* Schriftliche Anweisung *
Schreib den Reisebericht von „Es klappt. Frau, Kinder“ bis einschließlich „dem zweiflammigen Gaskocher.“ noch einmal ab und tausche dabei „Campingplatz“ gegen „Zeltplatz“ aus.

* Textauszug *
○ ○ ○ ○ ○
Auf nach Sylt: Erfahrungsbericht VW T6 California 2.0 TDI

„Schatz, meinst du echt, wir schaffen es in 5 Stunden bis zum Autozug nach Sylt? Immerhin sind das 380 Kilometer, es ist Freitagnachmittag und es geht durch den Elbtunnel. Wehe, wir schaffen den Autozug nicht und kommen dann heute gar nicht mehr auf die Insel.“ – Ach, meine liebe Frau. Was macht sie sich wieder unnötig Sorgen. Wahrscheinlich hat sie vergessen, dass wir dieses Wochenende mit dem VW T6 2.0 TDI California unterwegs sind, der eben nicht nur genug Platz zum Schlafen für die vierköpfige Familie sowie unseren Hund bietet – sondern auch dank 204 PS mit fast 200 km/h Topspeed über die Bahn zu jagen ist.  380 Kilometer in 5 Stunden? Kein Problem.

Alt und individuell ausgebaut

Tja, dann eben doch nach Dänemark

Doch schon nach 100 Kilometern und dem ersten Stau ist klar: Das wird eng. Wenn du Bahn frei ist, geht es dank des kräftigen Selbstzünders zwar wirklich zügig voran – wobei der Spritverbrauch erstaunlicherweise nicht so stark klettert, wie es die Schrankwand vermuten ließe – doch im Stau stehen eben alle gleich. Und so müssen wir kurz hinter dem Elbtunnel unsere Hoffnungen begraben und ich kleinlaut einräumen, dass wir heute nicht mehr nach Sylt kommen. Die Frau ist sauer, der Haussegen hängt schief und was bleibt ist Schadensbegrenzung. Und die sieht wie folgt aus: „Schatz, was hältst du davon, wenn wir einfach weiterfahren bis nach Rømø (DK), uns da einen idyllischen Stellplatz suchen und morgen die erste Fähre nach Sylt nehmen? Die Kinder wollten eh schon immer mal Fähre fahren, auf Rømø waren wir schon 25 Jahre nicht und außerdem ist die Fähre billiger als der Autozug – zumindest Samstagvormittag.“

Es klappt. Frau, Kinder und Hund sind einverstanden und da wir nicht in Niebüll übernachten wollen, düsen wir kurzerhand weiter bis über die dänische Grenze, queren Rømø und finden auf einem süßen Campingplatz einen Quickstopp für die Nacht. Kostenpunkt: 10 Euro. Und einen Spielplatz gibt’s auch noch. Nachdem wir die Hundebox, für die schlicht in einem Fünfmeter-Camper mit aufgebautem unterem Bett kein Platz ist – Gleiches gilt im Übrigen für die beiden Kindersitze – ausquartiert haben – gibt’s eine schnelle Runde Nudeln auf dem zweiflammigen Gaskocher.
○ ○ ○ ○ ○
(Auszüge aus Bounding-Box-Daten)

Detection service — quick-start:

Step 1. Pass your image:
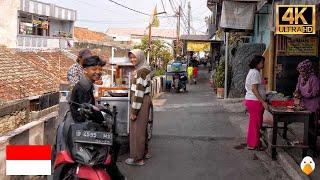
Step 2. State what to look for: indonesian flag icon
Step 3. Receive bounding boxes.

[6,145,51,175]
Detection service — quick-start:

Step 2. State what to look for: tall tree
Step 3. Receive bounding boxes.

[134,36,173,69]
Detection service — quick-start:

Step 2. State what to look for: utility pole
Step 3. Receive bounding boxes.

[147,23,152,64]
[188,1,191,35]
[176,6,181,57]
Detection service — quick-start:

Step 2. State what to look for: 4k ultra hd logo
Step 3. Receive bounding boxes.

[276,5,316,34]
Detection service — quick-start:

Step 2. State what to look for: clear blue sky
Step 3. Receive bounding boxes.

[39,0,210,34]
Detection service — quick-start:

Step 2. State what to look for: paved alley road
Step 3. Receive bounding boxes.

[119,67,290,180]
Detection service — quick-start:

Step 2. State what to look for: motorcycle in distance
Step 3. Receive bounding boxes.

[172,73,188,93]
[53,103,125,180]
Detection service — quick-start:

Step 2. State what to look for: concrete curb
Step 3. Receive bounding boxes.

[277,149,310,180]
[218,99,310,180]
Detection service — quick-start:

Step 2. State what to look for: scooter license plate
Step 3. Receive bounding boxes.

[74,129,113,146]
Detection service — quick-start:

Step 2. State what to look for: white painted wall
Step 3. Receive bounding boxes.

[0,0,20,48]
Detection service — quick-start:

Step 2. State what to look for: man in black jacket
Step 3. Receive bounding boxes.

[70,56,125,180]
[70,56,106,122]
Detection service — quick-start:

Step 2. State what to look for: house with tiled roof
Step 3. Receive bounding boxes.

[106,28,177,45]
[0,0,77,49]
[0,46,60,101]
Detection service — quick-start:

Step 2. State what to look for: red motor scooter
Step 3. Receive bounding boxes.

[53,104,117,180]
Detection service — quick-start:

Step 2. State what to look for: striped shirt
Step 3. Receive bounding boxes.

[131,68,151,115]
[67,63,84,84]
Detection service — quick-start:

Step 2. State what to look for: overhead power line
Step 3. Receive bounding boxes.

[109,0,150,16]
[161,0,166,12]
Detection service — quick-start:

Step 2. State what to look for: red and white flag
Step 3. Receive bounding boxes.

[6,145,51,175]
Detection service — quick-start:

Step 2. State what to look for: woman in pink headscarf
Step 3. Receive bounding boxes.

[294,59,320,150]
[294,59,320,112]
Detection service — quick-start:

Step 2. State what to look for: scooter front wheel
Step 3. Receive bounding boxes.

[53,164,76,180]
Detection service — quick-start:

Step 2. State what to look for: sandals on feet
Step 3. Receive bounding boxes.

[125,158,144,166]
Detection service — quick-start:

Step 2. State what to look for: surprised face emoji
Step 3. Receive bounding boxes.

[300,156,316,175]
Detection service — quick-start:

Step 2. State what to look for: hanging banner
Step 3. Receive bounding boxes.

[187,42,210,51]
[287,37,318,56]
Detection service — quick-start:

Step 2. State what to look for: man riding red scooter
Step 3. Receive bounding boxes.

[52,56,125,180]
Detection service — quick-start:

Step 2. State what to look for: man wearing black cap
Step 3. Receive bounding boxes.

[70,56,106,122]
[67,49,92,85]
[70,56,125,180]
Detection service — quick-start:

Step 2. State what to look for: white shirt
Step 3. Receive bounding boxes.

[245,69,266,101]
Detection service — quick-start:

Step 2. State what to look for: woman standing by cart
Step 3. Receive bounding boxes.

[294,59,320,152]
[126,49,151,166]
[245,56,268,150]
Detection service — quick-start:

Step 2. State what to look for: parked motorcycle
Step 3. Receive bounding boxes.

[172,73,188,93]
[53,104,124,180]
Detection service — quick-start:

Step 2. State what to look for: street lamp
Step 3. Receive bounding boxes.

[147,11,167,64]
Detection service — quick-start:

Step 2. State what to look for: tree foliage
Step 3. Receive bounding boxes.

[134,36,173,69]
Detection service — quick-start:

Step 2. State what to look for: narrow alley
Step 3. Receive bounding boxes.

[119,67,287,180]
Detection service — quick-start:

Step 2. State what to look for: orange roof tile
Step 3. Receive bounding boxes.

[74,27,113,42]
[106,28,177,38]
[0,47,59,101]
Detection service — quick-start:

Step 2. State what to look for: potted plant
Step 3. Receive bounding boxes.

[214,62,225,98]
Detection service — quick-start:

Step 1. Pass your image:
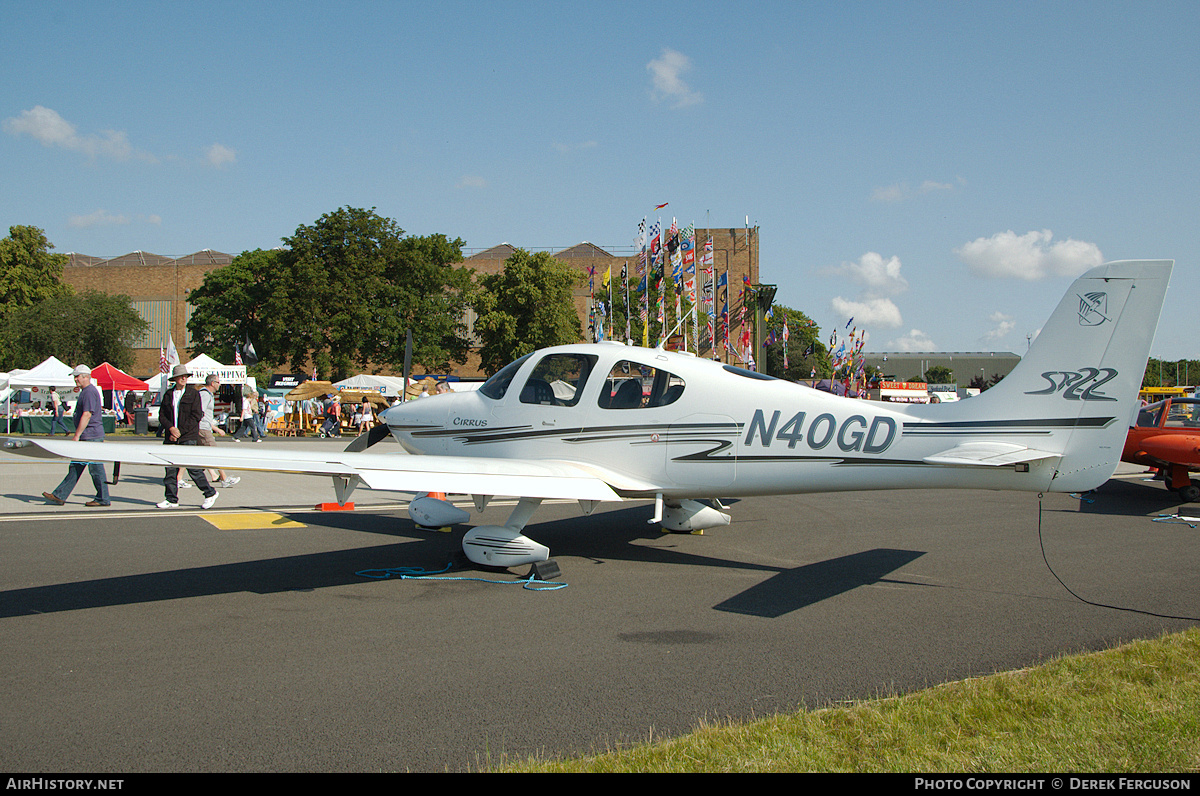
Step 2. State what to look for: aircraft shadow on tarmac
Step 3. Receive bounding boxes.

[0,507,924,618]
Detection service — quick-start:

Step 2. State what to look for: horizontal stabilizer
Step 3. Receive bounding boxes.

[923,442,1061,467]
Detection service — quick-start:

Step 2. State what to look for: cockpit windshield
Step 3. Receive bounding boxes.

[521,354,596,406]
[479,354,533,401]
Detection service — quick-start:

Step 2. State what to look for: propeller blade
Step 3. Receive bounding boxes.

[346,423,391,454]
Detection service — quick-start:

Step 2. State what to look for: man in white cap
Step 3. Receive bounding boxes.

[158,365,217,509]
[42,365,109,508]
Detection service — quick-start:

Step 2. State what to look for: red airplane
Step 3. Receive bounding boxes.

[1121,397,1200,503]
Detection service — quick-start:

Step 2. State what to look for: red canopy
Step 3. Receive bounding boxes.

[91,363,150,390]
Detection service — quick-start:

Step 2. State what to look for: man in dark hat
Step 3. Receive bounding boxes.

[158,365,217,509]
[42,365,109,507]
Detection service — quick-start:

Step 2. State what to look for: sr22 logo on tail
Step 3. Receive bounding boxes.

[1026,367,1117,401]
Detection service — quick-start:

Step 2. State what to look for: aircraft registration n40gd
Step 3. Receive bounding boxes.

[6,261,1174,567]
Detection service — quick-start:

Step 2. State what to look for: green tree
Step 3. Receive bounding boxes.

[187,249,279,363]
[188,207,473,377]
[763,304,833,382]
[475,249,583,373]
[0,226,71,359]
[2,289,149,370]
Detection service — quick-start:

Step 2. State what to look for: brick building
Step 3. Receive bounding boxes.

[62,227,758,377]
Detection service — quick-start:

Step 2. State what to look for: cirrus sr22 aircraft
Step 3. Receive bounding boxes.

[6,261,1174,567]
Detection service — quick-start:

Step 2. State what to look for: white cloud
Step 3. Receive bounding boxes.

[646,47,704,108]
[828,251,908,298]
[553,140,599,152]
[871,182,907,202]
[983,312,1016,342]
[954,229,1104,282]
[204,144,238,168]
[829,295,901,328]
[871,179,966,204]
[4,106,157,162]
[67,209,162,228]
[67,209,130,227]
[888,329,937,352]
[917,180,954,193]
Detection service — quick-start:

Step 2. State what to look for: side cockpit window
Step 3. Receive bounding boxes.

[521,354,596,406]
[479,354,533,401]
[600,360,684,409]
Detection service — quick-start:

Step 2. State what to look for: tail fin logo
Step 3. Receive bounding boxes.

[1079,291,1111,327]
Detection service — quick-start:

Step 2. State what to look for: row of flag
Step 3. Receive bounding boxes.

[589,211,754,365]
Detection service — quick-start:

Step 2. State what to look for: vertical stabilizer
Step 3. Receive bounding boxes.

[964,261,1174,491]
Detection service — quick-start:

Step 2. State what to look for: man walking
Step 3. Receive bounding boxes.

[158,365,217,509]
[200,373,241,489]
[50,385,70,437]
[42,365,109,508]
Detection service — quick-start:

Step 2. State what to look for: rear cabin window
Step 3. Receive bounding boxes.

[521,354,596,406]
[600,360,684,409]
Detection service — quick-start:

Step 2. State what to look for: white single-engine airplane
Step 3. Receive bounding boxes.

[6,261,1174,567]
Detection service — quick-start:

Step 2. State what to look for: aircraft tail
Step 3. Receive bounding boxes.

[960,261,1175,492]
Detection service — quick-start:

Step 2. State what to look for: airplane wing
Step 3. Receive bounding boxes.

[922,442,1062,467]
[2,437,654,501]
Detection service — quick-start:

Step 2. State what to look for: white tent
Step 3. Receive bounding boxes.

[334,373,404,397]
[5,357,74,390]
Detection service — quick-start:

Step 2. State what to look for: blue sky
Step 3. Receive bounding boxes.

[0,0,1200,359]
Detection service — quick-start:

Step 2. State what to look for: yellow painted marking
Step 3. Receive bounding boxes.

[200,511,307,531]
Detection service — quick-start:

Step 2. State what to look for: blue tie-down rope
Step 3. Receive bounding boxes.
○ ○ ○ ○ ○
* Richtige Antwort *
Es klappt. Frau, Kinder und Hund sind einverstanden und da wir nicht in Niebüll übernachten wollen, düsen wir kurzerhand weiter bis über die dänische Grenze, queren Rømø und finden auf einem süßen Zeltplatz einen Quickstopp für die Nacht. Kostenpunkt: 10 Euro. Und einen Spielplatz gibt’s auch noch. Nachdem wir die Hundebox, für die schlicht in einem Fünfmeter-Camper mit aufgebautem unterem Bett kein Platz ist – Gleiches gilt im Übrigen für die beiden Kindersitze – ausquartiert haben – gibt’s eine schnelle Runde Nudeln auf dem zweiflammigen Gaskocher.